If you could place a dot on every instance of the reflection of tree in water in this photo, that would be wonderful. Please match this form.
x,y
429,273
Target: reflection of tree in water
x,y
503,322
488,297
____
YOUR GOAL
Print, exactly as written, each record in the listing above.

WRITTEN SOLUTION
If you could place a dot on every instance of the reflection of tree in water in this photo, that would be wonderful. Please match this form.
x,y
429,273
Target: reflection of tree in water
x,y
503,322
488,297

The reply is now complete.